For the data below, retype word for word the lines from the one containing "Put a single dot on each instance of the sunlit" through the one containing "Target: pink petal"; drop the pictures.

START Extracted material

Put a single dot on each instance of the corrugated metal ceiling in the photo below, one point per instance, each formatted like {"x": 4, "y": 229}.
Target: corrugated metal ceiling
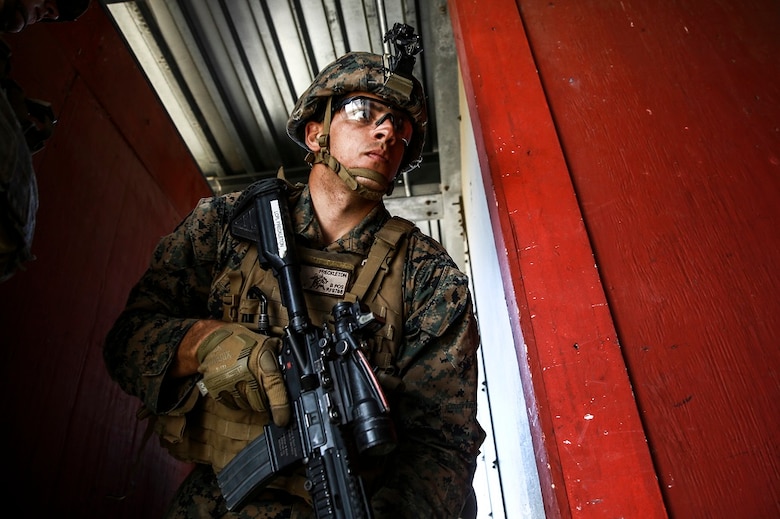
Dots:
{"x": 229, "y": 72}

END Extracted material
START Extracted material

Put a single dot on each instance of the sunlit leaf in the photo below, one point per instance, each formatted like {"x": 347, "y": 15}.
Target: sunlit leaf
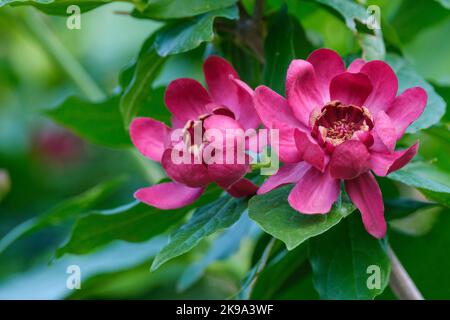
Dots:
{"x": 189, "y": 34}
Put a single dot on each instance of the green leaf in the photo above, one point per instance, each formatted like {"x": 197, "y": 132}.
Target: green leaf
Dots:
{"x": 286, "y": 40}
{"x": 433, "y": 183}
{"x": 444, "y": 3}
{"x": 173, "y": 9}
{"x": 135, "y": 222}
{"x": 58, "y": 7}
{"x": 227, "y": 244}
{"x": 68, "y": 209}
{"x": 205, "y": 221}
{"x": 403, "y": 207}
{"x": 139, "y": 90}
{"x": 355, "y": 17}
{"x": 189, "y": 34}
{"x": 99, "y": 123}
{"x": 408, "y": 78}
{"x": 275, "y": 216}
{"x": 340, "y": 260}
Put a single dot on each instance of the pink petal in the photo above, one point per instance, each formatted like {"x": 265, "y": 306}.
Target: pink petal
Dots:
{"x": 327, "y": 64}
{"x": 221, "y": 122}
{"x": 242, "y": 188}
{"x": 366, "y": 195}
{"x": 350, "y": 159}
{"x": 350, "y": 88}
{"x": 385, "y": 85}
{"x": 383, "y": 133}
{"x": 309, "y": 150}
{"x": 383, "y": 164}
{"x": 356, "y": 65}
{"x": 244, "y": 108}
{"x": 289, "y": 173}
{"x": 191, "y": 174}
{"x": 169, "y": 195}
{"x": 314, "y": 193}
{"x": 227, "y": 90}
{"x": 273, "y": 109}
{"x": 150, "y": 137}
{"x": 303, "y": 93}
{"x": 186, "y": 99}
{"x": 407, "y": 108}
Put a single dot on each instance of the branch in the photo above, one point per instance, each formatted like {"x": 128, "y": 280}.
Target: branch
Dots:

END Extracted material

Exercise answer:
Put a single dot on each instance of the sunlit leaf in the photo below, one point per instance, each formatted like {"x": 347, "y": 15}.
Target: sunlit leaf
Dots:
{"x": 189, "y": 34}
Put a single dot on each instance of the green leaf in the photo above, one point per instance, each formatted like {"x": 197, "y": 132}.
Target: green leaf
Dots:
{"x": 286, "y": 40}
{"x": 433, "y": 183}
{"x": 444, "y": 3}
{"x": 173, "y": 9}
{"x": 135, "y": 222}
{"x": 58, "y": 7}
{"x": 227, "y": 244}
{"x": 68, "y": 209}
{"x": 205, "y": 221}
{"x": 403, "y": 207}
{"x": 139, "y": 90}
{"x": 355, "y": 17}
{"x": 189, "y": 34}
{"x": 99, "y": 123}
{"x": 408, "y": 78}
{"x": 275, "y": 216}
{"x": 340, "y": 260}
Put a single dot on each instance of the pink petal in the photo above, one point per instance, each formatted like {"x": 265, "y": 306}.
Target: pink petal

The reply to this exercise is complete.